Brief – Locate every line in the rows below that contains the string "negative" and copy each of those lines in full.

Source material –
== Segment start ==

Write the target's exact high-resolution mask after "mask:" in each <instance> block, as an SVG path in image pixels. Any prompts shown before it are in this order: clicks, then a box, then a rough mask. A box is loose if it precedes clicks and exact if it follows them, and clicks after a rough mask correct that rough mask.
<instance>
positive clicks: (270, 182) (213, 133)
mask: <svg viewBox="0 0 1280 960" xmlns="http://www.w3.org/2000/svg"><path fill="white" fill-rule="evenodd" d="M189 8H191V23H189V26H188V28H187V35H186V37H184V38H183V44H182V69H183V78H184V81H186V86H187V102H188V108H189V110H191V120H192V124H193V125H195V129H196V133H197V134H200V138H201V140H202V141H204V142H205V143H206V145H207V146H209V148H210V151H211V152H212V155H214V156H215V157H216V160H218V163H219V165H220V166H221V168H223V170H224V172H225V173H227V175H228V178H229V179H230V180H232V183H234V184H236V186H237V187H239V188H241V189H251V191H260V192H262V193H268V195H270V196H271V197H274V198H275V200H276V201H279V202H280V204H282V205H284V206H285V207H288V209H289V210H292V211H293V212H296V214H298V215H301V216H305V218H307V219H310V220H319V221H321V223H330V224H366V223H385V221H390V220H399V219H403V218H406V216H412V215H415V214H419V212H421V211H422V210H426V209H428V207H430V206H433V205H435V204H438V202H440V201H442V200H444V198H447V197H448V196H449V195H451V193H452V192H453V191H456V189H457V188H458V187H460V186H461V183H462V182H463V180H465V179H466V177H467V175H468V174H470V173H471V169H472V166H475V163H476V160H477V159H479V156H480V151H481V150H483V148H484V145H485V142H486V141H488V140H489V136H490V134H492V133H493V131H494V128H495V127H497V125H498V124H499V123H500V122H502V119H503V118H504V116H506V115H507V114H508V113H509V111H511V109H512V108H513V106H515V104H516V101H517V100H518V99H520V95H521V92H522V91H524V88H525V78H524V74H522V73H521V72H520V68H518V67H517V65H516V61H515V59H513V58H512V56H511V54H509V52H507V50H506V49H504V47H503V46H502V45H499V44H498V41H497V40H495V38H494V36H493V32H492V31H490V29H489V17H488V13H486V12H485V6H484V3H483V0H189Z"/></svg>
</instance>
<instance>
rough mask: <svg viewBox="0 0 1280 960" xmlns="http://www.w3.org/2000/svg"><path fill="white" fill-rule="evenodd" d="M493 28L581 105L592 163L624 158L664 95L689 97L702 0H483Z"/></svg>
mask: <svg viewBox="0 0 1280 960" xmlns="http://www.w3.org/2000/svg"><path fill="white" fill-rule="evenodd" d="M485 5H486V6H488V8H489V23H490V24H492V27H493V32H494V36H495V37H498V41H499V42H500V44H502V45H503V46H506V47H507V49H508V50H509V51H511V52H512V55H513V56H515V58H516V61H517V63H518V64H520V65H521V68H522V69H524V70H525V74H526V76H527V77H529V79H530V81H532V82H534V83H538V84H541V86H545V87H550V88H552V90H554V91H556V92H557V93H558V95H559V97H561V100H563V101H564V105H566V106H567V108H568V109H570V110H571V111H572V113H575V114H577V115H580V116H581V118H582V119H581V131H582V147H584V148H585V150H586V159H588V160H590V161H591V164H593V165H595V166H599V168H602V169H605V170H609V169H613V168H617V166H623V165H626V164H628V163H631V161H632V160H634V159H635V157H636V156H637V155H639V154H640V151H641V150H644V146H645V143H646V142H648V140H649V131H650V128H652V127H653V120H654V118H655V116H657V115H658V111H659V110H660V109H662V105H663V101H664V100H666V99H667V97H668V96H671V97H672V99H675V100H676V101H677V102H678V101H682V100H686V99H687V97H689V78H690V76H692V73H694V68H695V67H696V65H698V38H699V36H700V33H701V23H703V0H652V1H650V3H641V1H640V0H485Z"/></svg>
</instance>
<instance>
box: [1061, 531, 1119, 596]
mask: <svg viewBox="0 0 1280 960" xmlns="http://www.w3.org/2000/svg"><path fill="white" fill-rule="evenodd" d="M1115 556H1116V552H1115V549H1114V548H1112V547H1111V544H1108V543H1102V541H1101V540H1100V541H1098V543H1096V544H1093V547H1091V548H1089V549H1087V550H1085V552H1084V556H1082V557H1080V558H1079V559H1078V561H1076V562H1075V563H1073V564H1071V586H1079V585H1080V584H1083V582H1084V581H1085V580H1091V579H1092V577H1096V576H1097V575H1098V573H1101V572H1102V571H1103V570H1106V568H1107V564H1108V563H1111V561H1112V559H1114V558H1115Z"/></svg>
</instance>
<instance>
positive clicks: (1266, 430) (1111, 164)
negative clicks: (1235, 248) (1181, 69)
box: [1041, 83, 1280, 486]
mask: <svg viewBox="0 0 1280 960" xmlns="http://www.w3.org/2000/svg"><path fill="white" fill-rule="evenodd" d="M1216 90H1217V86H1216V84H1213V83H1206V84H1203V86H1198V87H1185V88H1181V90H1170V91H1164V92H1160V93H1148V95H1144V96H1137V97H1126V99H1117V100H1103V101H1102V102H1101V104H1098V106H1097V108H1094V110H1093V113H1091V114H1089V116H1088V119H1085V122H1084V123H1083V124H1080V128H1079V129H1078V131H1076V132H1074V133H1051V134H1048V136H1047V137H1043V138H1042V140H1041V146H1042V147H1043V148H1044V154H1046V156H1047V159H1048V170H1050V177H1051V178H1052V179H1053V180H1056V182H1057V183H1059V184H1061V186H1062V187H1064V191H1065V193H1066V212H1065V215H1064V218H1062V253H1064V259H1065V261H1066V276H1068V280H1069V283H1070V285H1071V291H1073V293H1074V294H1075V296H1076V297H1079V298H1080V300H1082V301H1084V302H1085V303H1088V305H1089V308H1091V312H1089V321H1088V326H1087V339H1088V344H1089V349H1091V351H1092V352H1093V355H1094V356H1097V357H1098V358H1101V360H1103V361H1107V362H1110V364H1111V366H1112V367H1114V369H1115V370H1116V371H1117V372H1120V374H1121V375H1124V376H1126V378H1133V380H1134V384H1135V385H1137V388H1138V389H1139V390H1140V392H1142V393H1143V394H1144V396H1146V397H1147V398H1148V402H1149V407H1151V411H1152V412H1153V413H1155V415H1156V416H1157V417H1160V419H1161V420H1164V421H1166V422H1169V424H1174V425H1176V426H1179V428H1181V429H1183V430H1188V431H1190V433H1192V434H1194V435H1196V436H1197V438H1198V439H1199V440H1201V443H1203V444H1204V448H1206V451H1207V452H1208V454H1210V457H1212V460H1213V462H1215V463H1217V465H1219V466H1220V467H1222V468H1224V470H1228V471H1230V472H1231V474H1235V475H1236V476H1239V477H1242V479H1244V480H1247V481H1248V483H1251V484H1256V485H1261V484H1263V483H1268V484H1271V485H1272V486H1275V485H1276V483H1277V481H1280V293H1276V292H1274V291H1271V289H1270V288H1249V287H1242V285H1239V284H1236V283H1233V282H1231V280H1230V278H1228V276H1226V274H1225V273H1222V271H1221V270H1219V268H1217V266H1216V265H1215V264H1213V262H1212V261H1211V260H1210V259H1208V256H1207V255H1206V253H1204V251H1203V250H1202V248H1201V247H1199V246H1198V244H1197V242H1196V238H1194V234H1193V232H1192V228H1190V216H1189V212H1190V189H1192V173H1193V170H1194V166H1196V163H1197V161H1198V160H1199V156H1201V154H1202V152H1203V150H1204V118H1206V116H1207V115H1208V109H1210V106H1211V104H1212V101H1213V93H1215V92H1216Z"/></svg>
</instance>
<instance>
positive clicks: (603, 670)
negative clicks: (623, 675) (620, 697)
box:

== Segment end ==

Result of the exercise –
negative clicks: (1235, 248) (1181, 69)
negative clicks: (623, 675) (620, 697)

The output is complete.